* Problem to solve
Your reply should be an exact copy of every entry, with the pictures removed.

[Stored items from a collection]
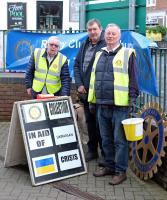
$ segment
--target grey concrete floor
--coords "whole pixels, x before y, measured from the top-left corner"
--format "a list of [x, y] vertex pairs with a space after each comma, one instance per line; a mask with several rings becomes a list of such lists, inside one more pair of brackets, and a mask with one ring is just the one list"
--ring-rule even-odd
[[[0, 200], [81, 200], [82, 198], [62, 192], [54, 183], [32, 186], [28, 168], [4, 167], [4, 157], [9, 131], [9, 122], [0, 123]], [[85, 143], [85, 142], [84, 142]], [[83, 145], [86, 149], [85, 144]], [[13, 147], [14, 148], [14, 147]], [[120, 185], [108, 184], [110, 176], [95, 178], [97, 161], [87, 163], [88, 173], [63, 180], [105, 200], [166, 200], [167, 191], [152, 180], [141, 181], [128, 170], [128, 179]]]

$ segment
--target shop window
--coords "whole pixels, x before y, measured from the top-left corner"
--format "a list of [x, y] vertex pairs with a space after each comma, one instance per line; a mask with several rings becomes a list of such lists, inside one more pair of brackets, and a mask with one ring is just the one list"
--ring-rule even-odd
[[147, 0], [147, 7], [156, 6], [156, 0]]
[[62, 30], [62, 17], [62, 1], [37, 1], [37, 29]]

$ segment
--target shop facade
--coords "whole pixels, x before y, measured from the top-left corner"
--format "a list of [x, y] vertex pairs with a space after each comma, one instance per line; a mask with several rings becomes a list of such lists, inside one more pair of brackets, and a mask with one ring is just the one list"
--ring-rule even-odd
[[0, 30], [79, 29], [79, 0], [1, 0]]

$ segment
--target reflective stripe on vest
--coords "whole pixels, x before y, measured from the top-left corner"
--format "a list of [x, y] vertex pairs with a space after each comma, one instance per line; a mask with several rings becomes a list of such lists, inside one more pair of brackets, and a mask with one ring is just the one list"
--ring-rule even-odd
[[[129, 75], [128, 75], [128, 62], [129, 57], [135, 50], [132, 48], [122, 47], [113, 59], [113, 70], [114, 70], [114, 102], [115, 105], [127, 106], [129, 101]], [[101, 55], [102, 52], [99, 52]], [[95, 70], [100, 55], [95, 58], [95, 65], [90, 79], [90, 88], [88, 101], [96, 103], [95, 98]]]
[[58, 52], [48, 69], [46, 58], [43, 57], [44, 52], [45, 49], [35, 49], [35, 73], [32, 88], [35, 92], [40, 92], [46, 84], [48, 93], [54, 94], [61, 88], [61, 67], [64, 65], [67, 58]]
[[101, 56], [102, 52], [98, 51], [95, 56], [95, 60], [92, 67], [90, 84], [89, 84], [89, 93], [88, 93], [88, 102], [96, 103], [96, 96], [95, 96], [95, 76], [96, 76], [96, 65]]

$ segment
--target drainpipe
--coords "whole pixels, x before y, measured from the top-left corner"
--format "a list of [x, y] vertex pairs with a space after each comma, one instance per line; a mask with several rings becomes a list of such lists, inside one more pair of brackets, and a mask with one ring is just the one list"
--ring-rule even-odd
[[85, 0], [80, 0], [79, 3], [79, 30], [85, 30], [85, 12], [86, 12]]
[[135, 5], [136, 0], [129, 0], [129, 30], [135, 30]]

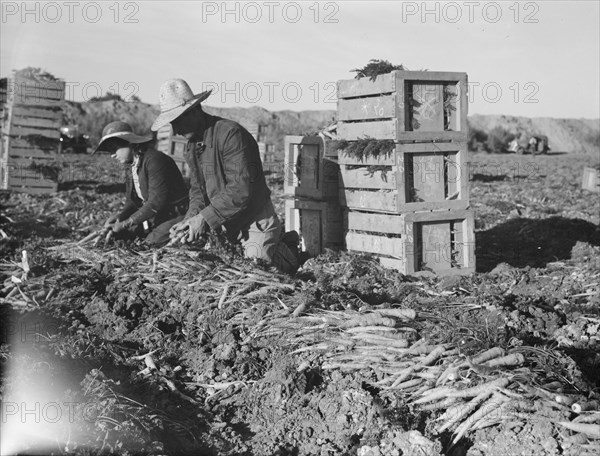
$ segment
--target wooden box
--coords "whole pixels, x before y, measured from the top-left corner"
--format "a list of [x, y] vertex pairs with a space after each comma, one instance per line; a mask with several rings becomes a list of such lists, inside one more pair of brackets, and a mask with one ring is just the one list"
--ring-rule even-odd
[[469, 207], [465, 143], [396, 144], [389, 156], [338, 156], [340, 204], [403, 213]]
[[590, 192], [600, 192], [600, 170], [586, 166], [583, 168], [581, 188]]
[[467, 74], [393, 71], [338, 81], [340, 139], [467, 139]]
[[174, 135], [170, 124], [159, 128], [156, 132], [156, 149], [171, 157], [183, 177], [189, 179], [190, 169], [185, 161], [186, 145], [187, 139], [183, 136]]
[[335, 202], [290, 199], [285, 201], [285, 231], [300, 235], [302, 249], [316, 256], [326, 248], [344, 245], [343, 211]]
[[2, 161], [2, 180], [6, 182], [5, 189], [23, 193], [54, 193], [58, 189], [56, 179], [44, 176], [42, 172], [30, 168], [31, 162]]
[[156, 132], [156, 149], [168, 155], [173, 160], [185, 160], [187, 139], [174, 135], [171, 125], [165, 125]]
[[0, 187], [28, 192], [55, 192], [58, 183], [32, 168], [56, 158], [62, 124], [65, 82], [37, 80], [13, 72], [6, 84], [2, 117]]
[[283, 192], [319, 201], [337, 200], [338, 165], [324, 156], [319, 136], [286, 136]]
[[349, 211], [346, 248], [371, 253], [403, 274], [475, 272], [472, 210], [413, 212], [402, 215]]

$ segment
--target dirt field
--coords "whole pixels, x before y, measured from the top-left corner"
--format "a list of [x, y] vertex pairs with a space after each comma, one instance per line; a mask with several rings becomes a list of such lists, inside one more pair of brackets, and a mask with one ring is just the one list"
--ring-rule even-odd
[[3, 452], [598, 454], [594, 164], [472, 156], [472, 276], [330, 252], [288, 277], [221, 247], [78, 245], [123, 173], [64, 157], [57, 194], [0, 195]]

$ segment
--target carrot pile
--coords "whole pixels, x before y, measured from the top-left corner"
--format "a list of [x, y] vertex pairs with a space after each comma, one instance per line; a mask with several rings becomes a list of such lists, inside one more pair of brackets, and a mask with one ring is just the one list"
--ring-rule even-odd
[[[415, 411], [431, 412], [432, 431], [451, 432], [452, 444], [479, 429], [534, 418], [568, 429], [567, 445], [598, 443], [588, 443], [600, 439], [597, 401], [552, 390], [557, 385], [531, 386], [533, 373], [521, 351], [493, 347], [465, 356], [452, 344], [420, 338], [413, 323], [424, 317], [401, 308], [315, 310], [292, 318], [280, 312], [253, 337], [285, 334], [292, 354], [315, 355], [321, 369], [363, 373], [373, 387], [400, 396]], [[576, 418], [568, 420], [572, 414]]]

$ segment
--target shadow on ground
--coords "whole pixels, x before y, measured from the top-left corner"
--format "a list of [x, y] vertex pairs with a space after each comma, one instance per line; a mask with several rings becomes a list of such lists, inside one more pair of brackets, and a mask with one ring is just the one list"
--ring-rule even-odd
[[471, 176], [471, 181], [479, 181], [479, 182], [502, 182], [508, 180], [508, 176], [506, 174], [499, 175], [490, 175], [490, 174], [481, 174], [475, 173]]
[[58, 184], [58, 190], [95, 190], [96, 193], [124, 193], [125, 184], [101, 184], [96, 180], [73, 180]]
[[477, 272], [489, 272], [500, 263], [516, 268], [544, 267], [571, 258], [577, 241], [600, 245], [600, 230], [581, 219], [515, 218], [476, 233]]

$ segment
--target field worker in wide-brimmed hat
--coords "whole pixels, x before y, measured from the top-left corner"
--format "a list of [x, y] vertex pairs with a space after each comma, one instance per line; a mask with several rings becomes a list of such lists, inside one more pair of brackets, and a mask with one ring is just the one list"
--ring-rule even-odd
[[179, 168], [173, 159], [150, 147], [151, 137], [138, 136], [125, 122], [109, 123], [94, 152], [113, 154], [122, 165], [131, 166], [126, 181], [127, 200], [110, 226], [117, 237], [144, 236], [150, 245], [169, 241], [169, 229], [183, 220], [189, 197]]
[[188, 140], [185, 158], [191, 172], [190, 208], [171, 236], [185, 233], [183, 242], [193, 242], [209, 228], [224, 229], [230, 241], [242, 243], [246, 257], [295, 272], [298, 233], [282, 236], [258, 144], [238, 123], [204, 112], [200, 103], [209, 95], [194, 95], [182, 79], [170, 79], [160, 88], [160, 114], [152, 130], [170, 123], [174, 134]]

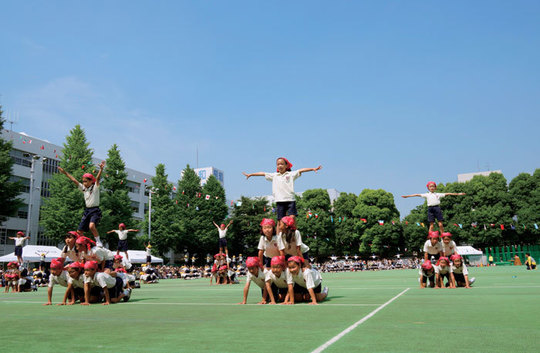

* Reply to the exercise
$ segment
--target grey concrete floor
--coords "whole pixels, x before y, measured from the top-left corner"
--format "a list of [x, y] vertex pairs with a space after each comma, one instance per line; a mask with several rings becomes a list of such lists, inside one more pair of brackets, and a mask with one ring is just the one list"
--ring-rule even-odd
[[[0, 200], [81, 200], [82, 198], [62, 192], [54, 183], [32, 186], [28, 168], [4, 167], [4, 157], [9, 131], [9, 122], [0, 123]], [[85, 143], [85, 142], [84, 142]], [[83, 145], [86, 149], [85, 144]], [[13, 147], [14, 148], [14, 147]], [[120, 185], [108, 184], [110, 176], [95, 178], [97, 161], [87, 163], [88, 173], [63, 180], [105, 200], [166, 200], [167, 191], [152, 180], [141, 181], [128, 170], [128, 179]]]

$ segment
--target shop window
--coords "whole pixels, x before y, measured from the top-left corner"
--format "a list of [x, y] vertex pairs with a space after each comma, one instance per line; a mask with several rings becomes a list of such lists, inside one more pair of brackets, and a mask with one ring is just the one list"
--ring-rule even-odd
[[147, 0], [147, 7], [156, 6], [156, 0]]
[[62, 30], [62, 17], [62, 1], [37, 1], [37, 29]]

$ segment
--target shop facade
--coords "whole pixels, x before y, measured from the top-left corner"
--format "a list of [x, y] vertex pairs with a space after each comma, one instance per line; a mask with several rings becomes a list of such lists, inside one more pair of brackets, and a mask with one ring is just the one list"
--ring-rule even-odd
[[0, 30], [79, 29], [79, 0], [1, 0]]

$ segment
--target reflective stripe on vest
--coords "whole pixels, x before y, measured from the top-left corner"
--format "a list of [x, y] vertex pairs with a space after each comma, one instance per line; a mask with several rings becomes a list of such lists, inside one more pair of brackets, and a mask with one ring is just the one list"
--ring-rule even-odd
[[[129, 75], [128, 75], [128, 62], [129, 57], [135, 50], [132, 48], [122, 47], [113, 59], [113, 70], [114, 70], [114, 102], [115, 105], [127, 106], [129, 101]], [[101, 55], [102, 52], [99, 52]], [[95, 70], [100, 55], [95, 58], [95, 65], [90, 79], [90, 88], [88, 101], [96, 103], [95, 98]]]
[[58, 52], [48, 69], [46, 58], [43, 57], [44, 52], [45, 49], [35, 49], [35, 73], [32, 88], [35, 92], [40, 92], [46, 84], [48, 93], [54, 94], [61, 88], [61, 67], [64, 65], [67, 58]]
[[101, 56], [102, 52], [98, 51], [95, 56], [95, 60], [92, 67], [90, 84], [89, 84], [89, 93], [88, 93], [88, 102], [96, 103], [96, 96], [95, 96], [95, 76], [96, 76], [96, 65]]

$ segment
--target drainpipe
--coords "whole pixels, x before y, measured from the top-left corner"
--format "a list of [x, y] vertex pairs with a space after each comma, one instance per line; a mask with several rings becomes a list of such lists, inside one more pair of brackets, and a mask with one ring is just the one list"
--ring-rule even-odd
[[85, 0], [80, 0], [79, 3], [79, 30], [85, 30], [85, 12], [86, 12]]
[[135, 5], [136, 0], [129, 0], [129, 30], [135, 30]]

$ segment
--target wooden box
--coords "whole pixels, x before y, measured from the top-left corner"
--format "a list of [x, y] vertex pairs with a space after each comma, one instance per line; a mask with several rings becomes a list of such lists, inside one more pair of brackets, and a mask with one ring is just the one list"
--ring-rule even-odd
[[469, 207], [465, 143], [396, 144], [389, 156], [338, 156], [340, 204], [403, 213]]
[[590, 192], [600, 192], [600, 170], [586, 166], [583, 168], [581, 188]]
[[467, 74], [393, 71], [338, 81], [340, 139], [467, 139]]
[[174, 135], [170, 124], [159, 128], [156, 132], [156, 149], [171, 157], [183, 177], [189, 179], [190, 169], [185, 161], [186, 145], [187, 139], [183, 136]]
[[335, 202], [290, 199], [285, 201], [285, 231], [300, 235], [302, 249], [316, 256], [326, 248], [344, 245], [343, 211]]
[[2, 161], [2, 180], [6, 182], [5, 189], [23, 193], [54, 193], [58, 189], [56, 179], [44, 176], [42, 172], [30, 168], [31, 162]]
[[156, 132], [156, 149], [168, 155], [173, 160], [185, 160], [187, 139], [174, 135], [171, 125], [165, 125]]
[[0, 187], [28, 192], [55, 192], [58, 183], [32, 168], [56, 158], [62, 124], [65, 82], [37, 80], [13, 72], [6, 84], [2, 117]]
[[283, 192], [319, 201], [337, 200], [338, 165], [324, 156], [319, 136], [286, 136]]
[[349, 211], [346, 248], [371, 253], [403, 274], [475, 272], [472, 210], [413, 212], [402, 215]]

$ segment
--target dirt field
--coords "whole pixels, x before y, measured from the top-left corner"
--format "a list of [x, y] vertex pairs with a space after each comma, one instance per line; a mask with several rings becomes a list of such lists, inside one more pair of brackets, and a mask with one ring is just the one list"
--ring-rule even-odd
[[3, 452], [598, 454], [594, 164], [472, 156], [472, 276], [330, 252], [288, 277], [221, 247], [78, 245], [123, 173], [64, 157], [57, 194], [0, 195]]

$ segment
--target carrot pile
--coords "whole pixels, x before y, measured from the top-left corner"
--format "a list of [x, y] vertex pairs with a space after each comma, one instance per line; a mask with several rings becomes a list of such lists, inside one more pair of brackets, and a mask with one ring is just the one list"
--ring-rule even-odd
[[[415, 411], [431, 412], [432, 431], [451, 432], [452, 444], [479, 429], [534, 418], [568, 429], [567, 445], [598, 443], [588, 443], [600, 439], [597, 401], [552, 390], [557, 385], [531, 386], [533, 373], [521, 351], [493, 347], [465, 356], [452, 344], [420, 338], [413, 323], [424, 317], [401, 308], [315, 310], [292, 318], [280, 312], [253, 337], [285, 334], [292, 354], [315, 355], [321, 369], [363, 373], [373, 387], [400, 396]], [[576, 418], [568, 420], [572, 414]]]

$ segment
--target shadow on ground
--coords "whole pixels, x before y, measured from the top-left corner"
--format "a list of [x, y] vertex pairs with a space after each comma, one instance per line; a mask with several rings becomes a list of such lists, inside one more pair of brackets, and a mask with one ring is just the one list"
--ring-rule even-odd
[[471, 176], [471, 181], [479, 181], [479, 182], [502, 182], [508, 180], [508, 176], [506, 174], [499, 175], [490, 175], [490, 174], [481, 174], [475, 173]]
[[58, 184], [58, 190], [95, 190], [96, 193], [124, 193], [125, 184], [101, 184], [96, 180], [73, 180]]
[[477, 272], [489, 272], [500, 263], [516, 268], [544, 267], [571, 258], [577, 241], [600, 245], [600, 230], [581, 219], [515, 218], [476, 233]]

$ segment
--target field worker in wide-brimmed hat
--coords "whole pixels, x before y, measured from the top-left corner"
--format "a list of [x, y] vertex pairs with a space after each comma, one instance per line; a mask with several rings becomes a list of such lists, inside one more pair of brackets, and a mask with one ring is just the one list"
--ring-rule even-odd
[[179, 168], [173, 159], [150, 147], [151, 137], [138, 136], [125, 122], [109, 123], [94, 152], [113, 154], [122, 165], [131, 166], [126, 181], [127, 200], [110, 226], [117, 237], [144, 236], [150, 245], [169, 241], [169, 229], [183, 220], [189, 197]]
[[188, 140], [185, 158], [191, 172], [190, 208], [171, 236], [185, 233], [183, 242], [193, 242], [209, 228], [224, 229], [230, 241], [242, 243], [246, 257], [295, 272], [298, 233], [282, 236], [258, 144], [238, 123], [204, 112], [200, 103], [209, 95], [194, 95], [182, 79], [170, 79], [160, 88], [160, 114], [152, 130], [170, 123], [174, 134]]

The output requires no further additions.